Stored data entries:
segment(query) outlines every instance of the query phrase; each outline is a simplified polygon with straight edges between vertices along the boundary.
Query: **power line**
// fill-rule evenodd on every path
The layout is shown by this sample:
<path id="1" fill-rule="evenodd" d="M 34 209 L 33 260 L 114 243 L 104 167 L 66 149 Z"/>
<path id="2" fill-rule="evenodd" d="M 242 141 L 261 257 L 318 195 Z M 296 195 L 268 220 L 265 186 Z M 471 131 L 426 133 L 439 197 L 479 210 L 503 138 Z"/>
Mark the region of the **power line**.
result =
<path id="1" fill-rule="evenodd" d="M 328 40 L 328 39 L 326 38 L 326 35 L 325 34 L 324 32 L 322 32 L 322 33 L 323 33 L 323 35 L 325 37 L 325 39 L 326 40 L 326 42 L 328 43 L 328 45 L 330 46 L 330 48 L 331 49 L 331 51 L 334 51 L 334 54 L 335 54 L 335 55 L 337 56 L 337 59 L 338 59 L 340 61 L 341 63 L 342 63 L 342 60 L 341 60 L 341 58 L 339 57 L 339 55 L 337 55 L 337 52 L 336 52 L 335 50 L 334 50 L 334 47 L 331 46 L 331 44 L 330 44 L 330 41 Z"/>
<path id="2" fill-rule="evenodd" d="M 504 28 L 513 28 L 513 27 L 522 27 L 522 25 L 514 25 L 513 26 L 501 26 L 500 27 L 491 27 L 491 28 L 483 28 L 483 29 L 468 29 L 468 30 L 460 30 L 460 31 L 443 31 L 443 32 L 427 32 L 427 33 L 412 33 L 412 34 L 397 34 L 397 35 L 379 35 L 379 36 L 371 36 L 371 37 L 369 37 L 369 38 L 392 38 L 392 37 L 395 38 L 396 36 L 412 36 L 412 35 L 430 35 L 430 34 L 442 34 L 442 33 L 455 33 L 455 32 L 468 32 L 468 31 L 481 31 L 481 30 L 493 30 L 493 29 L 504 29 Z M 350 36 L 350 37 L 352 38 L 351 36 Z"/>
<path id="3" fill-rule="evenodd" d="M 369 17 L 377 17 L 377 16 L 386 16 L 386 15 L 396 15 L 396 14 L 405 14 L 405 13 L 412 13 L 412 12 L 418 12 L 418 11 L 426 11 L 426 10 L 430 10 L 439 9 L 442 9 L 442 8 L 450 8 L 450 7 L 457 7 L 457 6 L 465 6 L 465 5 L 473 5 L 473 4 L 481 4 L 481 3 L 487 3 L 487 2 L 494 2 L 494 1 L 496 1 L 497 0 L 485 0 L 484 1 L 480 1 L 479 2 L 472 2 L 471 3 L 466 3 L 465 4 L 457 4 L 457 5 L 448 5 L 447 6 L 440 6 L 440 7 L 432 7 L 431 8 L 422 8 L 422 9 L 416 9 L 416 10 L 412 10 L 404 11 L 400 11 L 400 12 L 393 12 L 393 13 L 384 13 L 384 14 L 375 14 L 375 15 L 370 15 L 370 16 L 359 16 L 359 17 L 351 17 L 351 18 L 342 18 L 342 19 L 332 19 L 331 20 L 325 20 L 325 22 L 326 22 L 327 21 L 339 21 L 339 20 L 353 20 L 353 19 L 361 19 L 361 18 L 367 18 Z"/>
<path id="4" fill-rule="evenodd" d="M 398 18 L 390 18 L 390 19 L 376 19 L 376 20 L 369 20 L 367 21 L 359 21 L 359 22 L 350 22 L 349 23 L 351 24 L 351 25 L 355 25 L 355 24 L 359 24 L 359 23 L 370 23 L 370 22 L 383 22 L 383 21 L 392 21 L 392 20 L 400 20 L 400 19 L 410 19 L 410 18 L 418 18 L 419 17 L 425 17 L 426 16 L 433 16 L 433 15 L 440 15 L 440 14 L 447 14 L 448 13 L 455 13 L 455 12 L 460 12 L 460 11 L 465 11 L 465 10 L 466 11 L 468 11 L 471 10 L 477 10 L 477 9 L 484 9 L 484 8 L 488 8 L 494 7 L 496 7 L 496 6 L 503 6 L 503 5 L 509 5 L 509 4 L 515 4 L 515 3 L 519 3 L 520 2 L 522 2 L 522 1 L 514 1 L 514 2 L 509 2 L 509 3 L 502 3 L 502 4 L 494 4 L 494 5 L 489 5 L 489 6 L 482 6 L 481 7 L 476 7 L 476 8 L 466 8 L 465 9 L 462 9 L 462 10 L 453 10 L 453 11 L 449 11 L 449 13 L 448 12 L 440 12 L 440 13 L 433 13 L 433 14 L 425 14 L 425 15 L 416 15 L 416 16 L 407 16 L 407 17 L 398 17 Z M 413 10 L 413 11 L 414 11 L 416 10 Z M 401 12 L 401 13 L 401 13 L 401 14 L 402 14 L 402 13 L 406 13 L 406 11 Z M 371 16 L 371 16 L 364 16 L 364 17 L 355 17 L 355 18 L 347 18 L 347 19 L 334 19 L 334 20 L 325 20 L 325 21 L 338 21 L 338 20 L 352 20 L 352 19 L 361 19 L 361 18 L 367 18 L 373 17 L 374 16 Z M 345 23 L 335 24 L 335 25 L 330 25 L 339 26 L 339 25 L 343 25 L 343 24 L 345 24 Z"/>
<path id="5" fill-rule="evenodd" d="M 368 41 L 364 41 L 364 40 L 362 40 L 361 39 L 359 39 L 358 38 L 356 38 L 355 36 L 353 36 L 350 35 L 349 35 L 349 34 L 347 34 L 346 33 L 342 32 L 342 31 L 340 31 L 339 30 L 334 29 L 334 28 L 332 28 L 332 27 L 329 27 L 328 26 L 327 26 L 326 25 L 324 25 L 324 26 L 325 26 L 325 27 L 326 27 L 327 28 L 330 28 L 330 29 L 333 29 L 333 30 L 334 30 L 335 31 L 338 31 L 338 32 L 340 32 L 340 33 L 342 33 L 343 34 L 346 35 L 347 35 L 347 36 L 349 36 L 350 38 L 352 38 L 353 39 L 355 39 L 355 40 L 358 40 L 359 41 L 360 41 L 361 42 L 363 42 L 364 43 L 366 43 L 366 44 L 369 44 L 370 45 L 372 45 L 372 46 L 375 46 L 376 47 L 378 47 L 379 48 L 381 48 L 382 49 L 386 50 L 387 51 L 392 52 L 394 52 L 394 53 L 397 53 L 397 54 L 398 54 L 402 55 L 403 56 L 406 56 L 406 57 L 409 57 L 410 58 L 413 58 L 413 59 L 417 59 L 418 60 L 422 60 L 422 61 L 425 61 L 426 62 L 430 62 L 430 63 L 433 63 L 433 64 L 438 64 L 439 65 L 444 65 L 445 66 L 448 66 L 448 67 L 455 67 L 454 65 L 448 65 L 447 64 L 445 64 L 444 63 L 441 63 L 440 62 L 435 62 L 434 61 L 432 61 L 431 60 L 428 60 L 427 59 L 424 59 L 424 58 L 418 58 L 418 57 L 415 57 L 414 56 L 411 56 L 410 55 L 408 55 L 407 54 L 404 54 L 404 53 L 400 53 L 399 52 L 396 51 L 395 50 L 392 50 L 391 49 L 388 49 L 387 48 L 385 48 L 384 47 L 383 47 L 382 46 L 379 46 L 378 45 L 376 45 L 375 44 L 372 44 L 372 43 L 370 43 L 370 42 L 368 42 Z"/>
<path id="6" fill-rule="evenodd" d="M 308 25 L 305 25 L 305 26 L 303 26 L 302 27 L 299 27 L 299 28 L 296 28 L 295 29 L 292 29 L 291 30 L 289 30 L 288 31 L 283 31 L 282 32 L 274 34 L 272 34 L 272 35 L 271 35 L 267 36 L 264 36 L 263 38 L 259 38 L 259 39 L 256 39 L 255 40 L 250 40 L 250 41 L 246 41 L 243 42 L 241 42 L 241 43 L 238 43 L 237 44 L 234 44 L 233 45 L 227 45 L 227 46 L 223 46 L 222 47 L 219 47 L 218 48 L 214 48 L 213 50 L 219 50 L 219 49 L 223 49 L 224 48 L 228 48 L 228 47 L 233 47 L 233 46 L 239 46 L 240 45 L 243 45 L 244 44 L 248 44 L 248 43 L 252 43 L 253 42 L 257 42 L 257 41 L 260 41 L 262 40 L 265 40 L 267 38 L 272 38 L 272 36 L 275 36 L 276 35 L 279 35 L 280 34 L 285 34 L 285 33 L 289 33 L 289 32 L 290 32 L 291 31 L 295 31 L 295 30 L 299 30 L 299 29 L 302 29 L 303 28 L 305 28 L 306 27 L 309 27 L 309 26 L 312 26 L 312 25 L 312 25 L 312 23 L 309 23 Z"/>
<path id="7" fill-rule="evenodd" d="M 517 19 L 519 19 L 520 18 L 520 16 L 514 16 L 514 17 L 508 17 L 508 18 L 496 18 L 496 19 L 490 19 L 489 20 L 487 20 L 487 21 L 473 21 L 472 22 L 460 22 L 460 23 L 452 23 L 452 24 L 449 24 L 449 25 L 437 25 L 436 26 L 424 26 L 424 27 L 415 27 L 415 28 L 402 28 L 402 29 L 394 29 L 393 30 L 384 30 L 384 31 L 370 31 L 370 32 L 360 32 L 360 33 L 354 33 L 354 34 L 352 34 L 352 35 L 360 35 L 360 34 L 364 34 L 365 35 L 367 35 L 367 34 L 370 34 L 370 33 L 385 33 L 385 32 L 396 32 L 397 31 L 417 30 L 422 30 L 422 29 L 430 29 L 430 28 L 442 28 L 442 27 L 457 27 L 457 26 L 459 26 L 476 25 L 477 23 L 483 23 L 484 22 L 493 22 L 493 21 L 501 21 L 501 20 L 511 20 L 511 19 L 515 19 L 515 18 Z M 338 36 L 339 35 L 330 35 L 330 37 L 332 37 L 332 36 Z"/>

◆ Aim
Duplicate the records verbatim, starting at their first line and ending at the line that contains "Mark the region of the **power line**.", with both of those lines included.

◆ The answer
segment(query) outlines every instance of the query phrase; each outline is a simplified polygon with straight edges between vertices along the boundary.
Query: **power line**
// fill-rule evenodd on every path
The layout is shown by this sample:
<path id="1" fill-rule="evenodd" d="M 34 209 L 33 260 L 114 243 L 104 167 L 66 149 Z"/>
<path id="2" fill-rule="evenodd" d="M 242 141 L 261 257 L 318 195 Z M 296 195 L 268 220 L 265 186 Z M 471 131 L 426 133 L 439 197 L 479 210 L 503 138 Z"/>
Mark the region of the **power line**.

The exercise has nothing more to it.